>> Begin

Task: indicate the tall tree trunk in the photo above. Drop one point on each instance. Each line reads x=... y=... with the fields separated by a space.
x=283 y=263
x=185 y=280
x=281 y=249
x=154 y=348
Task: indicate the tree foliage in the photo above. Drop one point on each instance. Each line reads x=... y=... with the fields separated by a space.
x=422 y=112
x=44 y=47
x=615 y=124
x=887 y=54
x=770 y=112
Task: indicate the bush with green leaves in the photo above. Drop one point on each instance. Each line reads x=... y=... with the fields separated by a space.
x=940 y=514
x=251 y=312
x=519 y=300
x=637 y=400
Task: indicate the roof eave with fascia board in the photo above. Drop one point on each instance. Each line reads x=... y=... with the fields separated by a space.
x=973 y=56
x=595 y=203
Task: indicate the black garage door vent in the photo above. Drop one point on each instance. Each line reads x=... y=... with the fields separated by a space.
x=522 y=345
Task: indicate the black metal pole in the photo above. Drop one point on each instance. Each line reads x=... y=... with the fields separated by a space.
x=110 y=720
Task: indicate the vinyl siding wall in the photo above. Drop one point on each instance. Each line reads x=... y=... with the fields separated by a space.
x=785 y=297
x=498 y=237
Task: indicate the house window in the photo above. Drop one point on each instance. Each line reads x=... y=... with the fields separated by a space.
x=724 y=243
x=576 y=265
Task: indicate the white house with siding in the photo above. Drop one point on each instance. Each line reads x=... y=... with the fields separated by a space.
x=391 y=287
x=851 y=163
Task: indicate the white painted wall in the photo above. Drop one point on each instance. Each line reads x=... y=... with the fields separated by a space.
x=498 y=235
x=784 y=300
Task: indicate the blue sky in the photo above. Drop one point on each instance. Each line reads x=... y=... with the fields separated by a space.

>> End

Task prompt:
Arrange every line of the records above into a single numbered list, omitting any blank lines.

Answer for the task:
1. Task: indicate the tall tree trunk in the photo above. Drop one point on each instance. Each line reads x=... y=... with the fields separated by a space.
2. x=283 y=263
3. x=185 y=280
4. x=281 y=249
5. x=154 y=348
6. Task: indicate the tree foliage in the photo above. Drop one point on each instance. Each line reads x=... y=... with the fields separated by a space.
7. x=422 y=112
8. x=44 y=47
9. x=615 y=124
10. x=887 y=54
11. x=770 y=112
12. Task: indicate the bush with green leaves in the photo above. Drop one point on each instance. Each line reads x=... y=... with the fields separated by a space.
13. x=940 y=514
14. x=251 y=312
15. x=519 y=300
16. x=637 y=400
17. Task: indicate the roof eave with fascia board in the photo above. Drop one point on each instance. Each line reads x=... y=... with the fields separated by a space.
18. x=973 y=56
19. x=595 y=203
20. Task: indicate the black garage door vent in the photo above. Drop one point on each instance. Each line reads x=... y=... with the fields separated by a space.
21. x=522 y=345
22. Task: indicate the black metal pole in the photo above. Drop one point on each instance. Each line reads x=... y=... with the fields separated by a space.
23. x=110 y=720
24. Task: indicate the vinyl siding wall in the photo above. Drop one point on each instance. Each line reads x=... y=... with the fields separated by a space.
25. x=785 y=297
26. x=498 y=237
27. Task: indicate the house window in the photo above. Drop one point on each instance. Each line reads x=... y=... with the fields separated by a space.
28. x=724 y=243
29. x=576 y=265
30. Task: indicate the white house with siding in the photo above. Drop one point on each instance. Each line reads x=... y=... with the fields separated by a space.
31. x=391 y=287
32. x=851 y=163
33. Task: indicate the white painted wall in the photo above. Drop one point on each instance. Each line reads x=... y=... with the fields separated by a space.
34. x=498 y=235
35. x=784 y=300
36. Task: indicate the blue sky in the photo above. Drop one point on each instance. Each line reads x=... y=... with the fields separated by a space.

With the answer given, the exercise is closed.